══ Seitenauszug

Angelika Bonsch (M.) ist die 1. Vorsitzende des von ihr gegründeten Vereins „Werde KitzretterIN“.

Drabenderhöhe – In Niedermiebach kurz hinter Drabenderhöhe hat sich am Wochenende der Verein „Werde KitzretterIN“ gegründet. Die Versammlung konnte trotz Corona stattfinden - mit Sondergenehmigung durch Landrat Jochen Hagt, berichtet die Initiatorin und frischgewählte 1. Vorsitzende Angelika Bonsch, „weil wir eine Aufgabe der öffentlichen Sicherheit und Ordnung ausüben“. Die besteht darin, den Rehwild-Nachwuchs, der sich in Feldern und Wiesen verbirgt, vor dem Tod durch Landmaschinen zu retten.

Kein Anblick zum Vergessen

Wer ein so grausam umgekommenes kleines Reh einmal gesehen hat, wird den Anblick nicht so schnell vergessen. Und verstehen, warum sich Bonsch und ihre Mitstreiterinnen und Mitstreiter so sehr dafür einsetzen, die Tiere vor diesem Schicksal zu bewahren. Geschätzt verenden deutschlandweit jährlich 250 000 Kitze durch Mähmaschinen.

Mit Stöcken schieben die Kitzretterinnen das Gras vorsichtig zur Seite, um kein Kitz zu übersehen.

════

Kurze Aufgabe 1:
Prüfe, ob die folgenden Aussagen mit dem Textauszug über die Kitzretter übereinstimmen, und antworte jeweils mit Ja oder Nein samt den entscheidenden Worten aus dem Textauszug: (a) Der Verein wurde in Drabenderhöhe selbst gegründet. (b) Die Versammlung fand mit einer Sondergenehmigung des Landrats statt. (c) Die Kitzretterinnen schieben das Gras mit den Händen zur Seite.
Kurze Aufgabe 2:
Stelle die Einträge von der Zeile mit „of the canal“ bis einschließlich zum Ende der Einträge als nummerierte Liste dar und lass dabei Leerzeilen weg.

══ Einträge

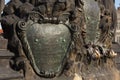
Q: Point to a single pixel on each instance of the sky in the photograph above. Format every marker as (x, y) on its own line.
(117, 4)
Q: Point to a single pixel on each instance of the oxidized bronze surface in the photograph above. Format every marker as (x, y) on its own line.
(49, 45)
(41, 42)
(92, 13)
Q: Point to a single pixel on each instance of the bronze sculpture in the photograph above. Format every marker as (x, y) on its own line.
(59, 39)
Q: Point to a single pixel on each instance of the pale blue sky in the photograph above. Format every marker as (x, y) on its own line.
(117, 3)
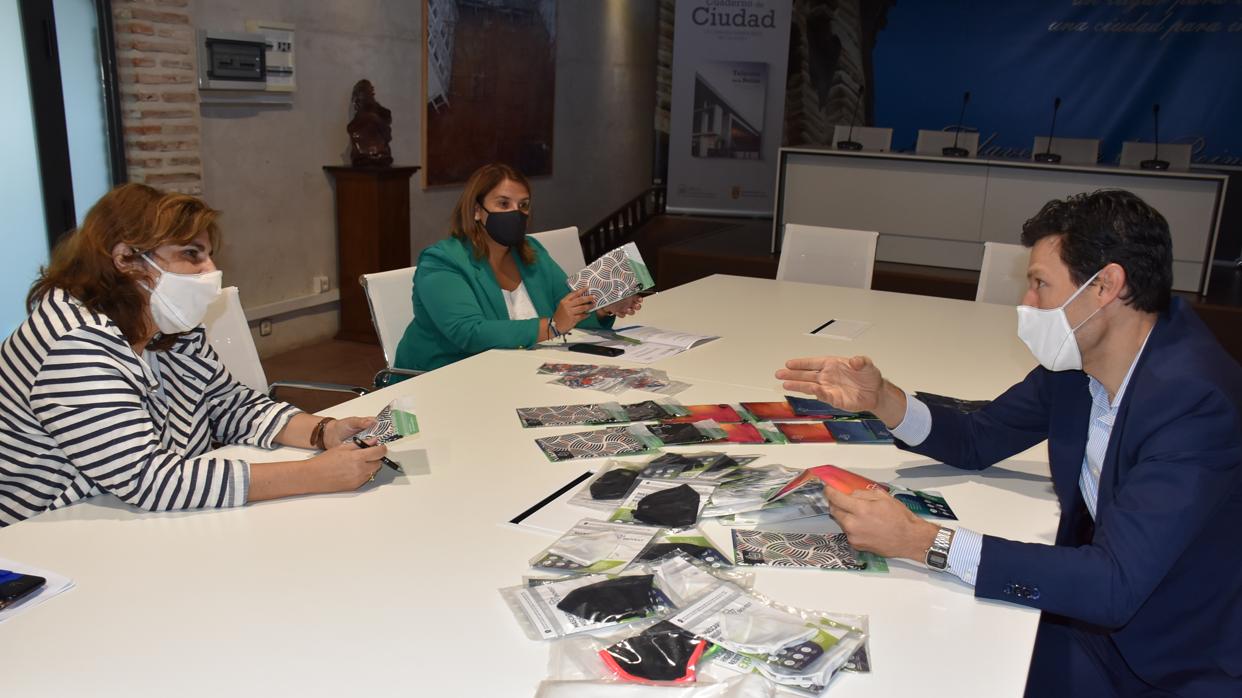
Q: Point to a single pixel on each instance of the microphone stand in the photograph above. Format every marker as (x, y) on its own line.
(1155, 163)
(850, 143)
(1048, 155)
(953, 150)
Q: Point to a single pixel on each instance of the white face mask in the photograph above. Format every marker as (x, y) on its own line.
(179, 302)
(1048, 335)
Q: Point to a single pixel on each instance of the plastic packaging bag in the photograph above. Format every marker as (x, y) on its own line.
(591, 547)
(748, 489)
(676, 504)
(604, 442)
(605, 489)
(786, 645)
(573, 415)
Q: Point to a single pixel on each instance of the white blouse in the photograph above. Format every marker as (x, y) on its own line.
(518, 302)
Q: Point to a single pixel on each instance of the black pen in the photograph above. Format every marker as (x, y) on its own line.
(816, 330)
(384, 460)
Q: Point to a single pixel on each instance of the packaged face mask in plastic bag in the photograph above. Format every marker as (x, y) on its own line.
(605, 489)
(672, 508)
(573, 415)
(662, 652)
(748, 491)
(579, 604)
(594, 547)
(614, 600)
(692, 543)
(788, 646)
(604, 442)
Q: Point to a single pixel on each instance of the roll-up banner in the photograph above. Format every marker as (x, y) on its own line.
(728, 103)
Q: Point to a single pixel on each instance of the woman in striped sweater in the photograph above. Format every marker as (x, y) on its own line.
(111, 385)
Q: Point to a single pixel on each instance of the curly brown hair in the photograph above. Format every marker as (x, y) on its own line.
(463, 226)
(135, 215)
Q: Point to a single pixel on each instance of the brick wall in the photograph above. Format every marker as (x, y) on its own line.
(159, 95)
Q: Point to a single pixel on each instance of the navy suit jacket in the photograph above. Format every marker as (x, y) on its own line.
(1161, 573)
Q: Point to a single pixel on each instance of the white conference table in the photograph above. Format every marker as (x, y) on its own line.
(391, 590)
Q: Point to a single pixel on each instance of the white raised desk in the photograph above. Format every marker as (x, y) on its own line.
(393, 590)
(938, 211)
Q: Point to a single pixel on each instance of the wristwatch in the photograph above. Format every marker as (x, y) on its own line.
(938, 554)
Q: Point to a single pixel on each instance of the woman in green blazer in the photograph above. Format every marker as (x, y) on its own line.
(488, 286)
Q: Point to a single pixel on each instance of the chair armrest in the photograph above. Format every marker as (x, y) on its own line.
(384, 376)
(313, 385)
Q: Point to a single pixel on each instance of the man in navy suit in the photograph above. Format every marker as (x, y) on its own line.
(1142, 593)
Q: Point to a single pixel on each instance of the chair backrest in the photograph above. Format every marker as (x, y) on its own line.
(933, 142)
(390, 296)
(1178, 154)
(564, 247)
(832, 256)
(229, 334)
(1002, 275)
(872, 138)
(1072, 150)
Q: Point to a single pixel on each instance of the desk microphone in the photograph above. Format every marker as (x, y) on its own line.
(1155, 163)
(953, 150)
(850, 143)
(1048, 155)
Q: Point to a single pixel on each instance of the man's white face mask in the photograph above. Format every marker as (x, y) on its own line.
(1048, 335)
(179, 302)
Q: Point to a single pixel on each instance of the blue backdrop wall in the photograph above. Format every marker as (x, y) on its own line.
(1108, 61)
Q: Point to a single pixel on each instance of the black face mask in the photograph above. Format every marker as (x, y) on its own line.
(662, 652)
(709, 555)
(614, 484)
(612, 600)
(675, 507)
(507, 227)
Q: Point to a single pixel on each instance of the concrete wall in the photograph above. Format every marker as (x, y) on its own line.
(21, 195)
(262, 167)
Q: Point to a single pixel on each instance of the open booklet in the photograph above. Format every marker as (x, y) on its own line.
(614, 277)
(645, 344)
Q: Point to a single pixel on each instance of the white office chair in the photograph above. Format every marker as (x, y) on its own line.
(933, 142)
(832, 256)
(1178, 154)
(872, 139)
(390, 297)
(229, 334)
(1002, 275)
(564, 249)
(1072, 150)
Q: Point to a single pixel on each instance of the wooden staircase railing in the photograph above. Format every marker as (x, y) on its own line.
(619, 227)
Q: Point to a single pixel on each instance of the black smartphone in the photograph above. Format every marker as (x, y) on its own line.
(15, 586)
(596, 349)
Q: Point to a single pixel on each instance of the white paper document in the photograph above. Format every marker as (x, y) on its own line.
(56, 584)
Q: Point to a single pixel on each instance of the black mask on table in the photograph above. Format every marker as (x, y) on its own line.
(507, 227)
(614, 484)
(658, 550)
(662, 652)
(612, 600)
(675, 507)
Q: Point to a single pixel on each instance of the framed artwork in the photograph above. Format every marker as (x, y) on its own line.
(489, 77)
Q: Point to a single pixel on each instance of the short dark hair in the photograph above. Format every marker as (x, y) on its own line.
(1108, 226)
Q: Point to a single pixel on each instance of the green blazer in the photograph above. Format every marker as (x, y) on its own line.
(458, 309)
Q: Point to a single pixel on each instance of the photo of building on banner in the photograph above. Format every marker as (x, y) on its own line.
(727, 107)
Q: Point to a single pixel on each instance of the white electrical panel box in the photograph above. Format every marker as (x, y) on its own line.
(278, 37)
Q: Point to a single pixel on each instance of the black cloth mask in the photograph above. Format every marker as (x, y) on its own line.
(614, 484)
(612, 600)
(662, 652)
(507, 227)
(658, 550)
(675, 507)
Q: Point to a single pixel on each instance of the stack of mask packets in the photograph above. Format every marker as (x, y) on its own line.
(645, 596)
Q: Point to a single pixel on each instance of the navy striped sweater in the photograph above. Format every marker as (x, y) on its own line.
(81, 415)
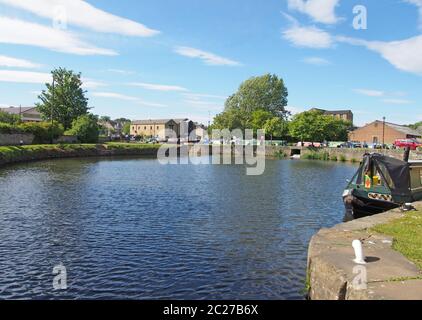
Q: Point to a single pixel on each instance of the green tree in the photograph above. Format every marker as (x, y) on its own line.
(276, 127)
(314, 126)
(266, 92)
(65, 101)
(6, 117)
(126, 128)
(231, 119)
(105, 119)
(259, 118)
(85, 128)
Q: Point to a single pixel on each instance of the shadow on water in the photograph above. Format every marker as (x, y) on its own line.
(134, 229)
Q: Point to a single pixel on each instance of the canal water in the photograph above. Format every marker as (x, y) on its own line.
(135, 229)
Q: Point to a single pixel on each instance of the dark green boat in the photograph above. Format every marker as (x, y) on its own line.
(383, 183)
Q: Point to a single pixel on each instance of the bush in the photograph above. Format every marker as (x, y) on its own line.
(43, 131)
(85, 128)
(333, 158)
(7, 128)
(6, 117)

════

Vollständige Antwort 1:
(a) Nein: „In Niedermiebach kurz hinter Drabenderhöhe hat sich am Wochenende der Verein „Werde KitzretterIN“ gegründet.“
(b) Ja: „mit Sondergenehmigung durch Landrat Jochen Hagt“
(c) Nein: „Mit Stöcken schieben die Kitzretterinnen das Gras vorsichtig zur Seite“

Vollständige Antwort 2:
1. Q: Point to a single pixel on each instance of the canal water in the photograph above. Format every marker as (x, y) on its own line.
2. (135, 229)
3. Q: Point to a single pixel on each instance of the dark green boat in the photograph above. Format every marker as (x, y) on its own line.
4. (383, 183)
5. Q: Point to a single pixel on each instance of the bush in the photograph above. Format every marker as (x, y) on its own line.
6. (43, 131)
7. (85, 128)
8. (333, 158)
9. (7, 128)
10. (6, 117)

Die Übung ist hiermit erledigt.